To be done:
1. Reproduce the stretch of the tech blog posts from "Picasa collage of" through "original complementary colors." word for word.
2. Using the tech blog posts, answer these:
(a) Where are book bags usually stored?
(b) The graffiti shown is by local artists of which city?
(c) Which Picasa techniques were applied to the Basilica ceiling section?

Given passage:

───

Friday, June 11, 2010

1:1 tech week 12

I will learn new ways only by doing them. However, because I have had so much presented with no opportunity to use much of it, I don't see that I am remembering more than a name except for this blog which I expect to find very useful.
I too must be very careful about the use of laptops around the art equipment. A lot of damage can be done to them with paint, glue, and water. We usually store our book bags on the floor. All these factors must be taken into consideration. Thank you, Paul, for your patience.

Friday, May 21, 2010

1:1 tech Week 9 Google Earth




Here is the graffiti of local Belgrade artists.




I would like to take the students to the country and city of the artists we study. We could also follow the artists on their travels.

I have used Google Earth before. But this time as I located my home in Connecticut, I was surprised at the lack of accuracy in street locations.

Wednesday, May 5, 2010

tech 1:1 week 8 Washington Basilica ceiling

A trip to the Catholic Basilica in Washington DC.



One section of the ceiling of the Basilica Picasa techniques used are saturation, sharpening, color temperature adjustment, highlights, and manual cropping.


tech 1:1 WEEK 8 How 8th graders see themselves!



Picasa collage of selected photos from Picasa Library with sharpening, background, rotation of photos.
Version 1 is in Sepia and Version 2 in the original complementary colors.

Sunday, May 2, 2010

tech 1:1 week 7

Letter to the Editor
Students mass sharing? They are doing that already. ISB's role? At this moment ISB is doing the most important of preparatory steps -- it is training its staff to be proficient with MANY aspects of computer use in education. To put a teacher, headful of knowledge and methodology full of experience, before a class of laptops would be a recipe for failure unless the teacher is experienced enough with computer possibilities.

Another important step in preparing students is to refine their research skills in:
~evaluating the reliability of sources
~evaluating the validity of sources
~evaluating the completeness of sources
~citing sources when quoting material
~researching multiple sources
~proofreading source material since the level of language usage varies greatly
in accuracy
~eliminating plagiarism
~reading large amounts of background material so that this onslaught of mass knowledge can be put in perspective

These skills may have been presented in high schools in the past; they now need to be started in lower schools ... a formidable task is before us!

───

Given information:

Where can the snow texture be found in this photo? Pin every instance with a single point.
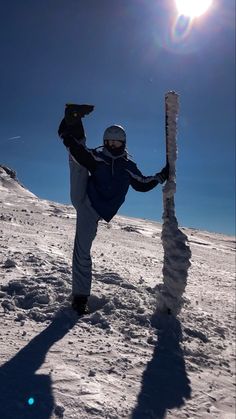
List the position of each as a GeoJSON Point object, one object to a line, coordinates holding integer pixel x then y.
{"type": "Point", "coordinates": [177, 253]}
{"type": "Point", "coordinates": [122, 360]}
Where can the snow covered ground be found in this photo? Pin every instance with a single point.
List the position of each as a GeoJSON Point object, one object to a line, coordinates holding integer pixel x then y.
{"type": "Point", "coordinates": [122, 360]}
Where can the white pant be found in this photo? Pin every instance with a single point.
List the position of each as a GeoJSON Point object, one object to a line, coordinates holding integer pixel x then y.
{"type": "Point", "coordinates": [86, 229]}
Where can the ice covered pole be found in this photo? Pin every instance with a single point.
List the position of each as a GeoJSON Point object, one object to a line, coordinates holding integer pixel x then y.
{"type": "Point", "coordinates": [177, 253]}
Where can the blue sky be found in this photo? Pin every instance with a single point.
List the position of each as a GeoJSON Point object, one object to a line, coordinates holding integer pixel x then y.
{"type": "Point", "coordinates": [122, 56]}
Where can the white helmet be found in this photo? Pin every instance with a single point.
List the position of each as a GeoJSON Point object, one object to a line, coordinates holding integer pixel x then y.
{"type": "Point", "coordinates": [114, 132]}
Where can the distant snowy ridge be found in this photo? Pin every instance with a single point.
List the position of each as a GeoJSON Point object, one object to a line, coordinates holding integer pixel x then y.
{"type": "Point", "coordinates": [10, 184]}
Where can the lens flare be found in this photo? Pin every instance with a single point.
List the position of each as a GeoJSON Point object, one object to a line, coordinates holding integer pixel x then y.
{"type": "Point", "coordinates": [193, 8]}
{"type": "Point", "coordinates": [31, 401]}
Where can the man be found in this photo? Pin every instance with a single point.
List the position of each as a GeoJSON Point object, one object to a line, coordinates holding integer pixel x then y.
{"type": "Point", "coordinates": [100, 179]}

───

Task results:
1.
Picasa collage of selected photos from Picasa Library with sharpening, background, rotation of photos.
Version 1 is in Sepia and Version 2 in the original complementary colors.

2.
(a) On the floor.
(b) Belgrade.
(c) Saturation, sharpening, color temperature adjustment, highlights, and manual cropping.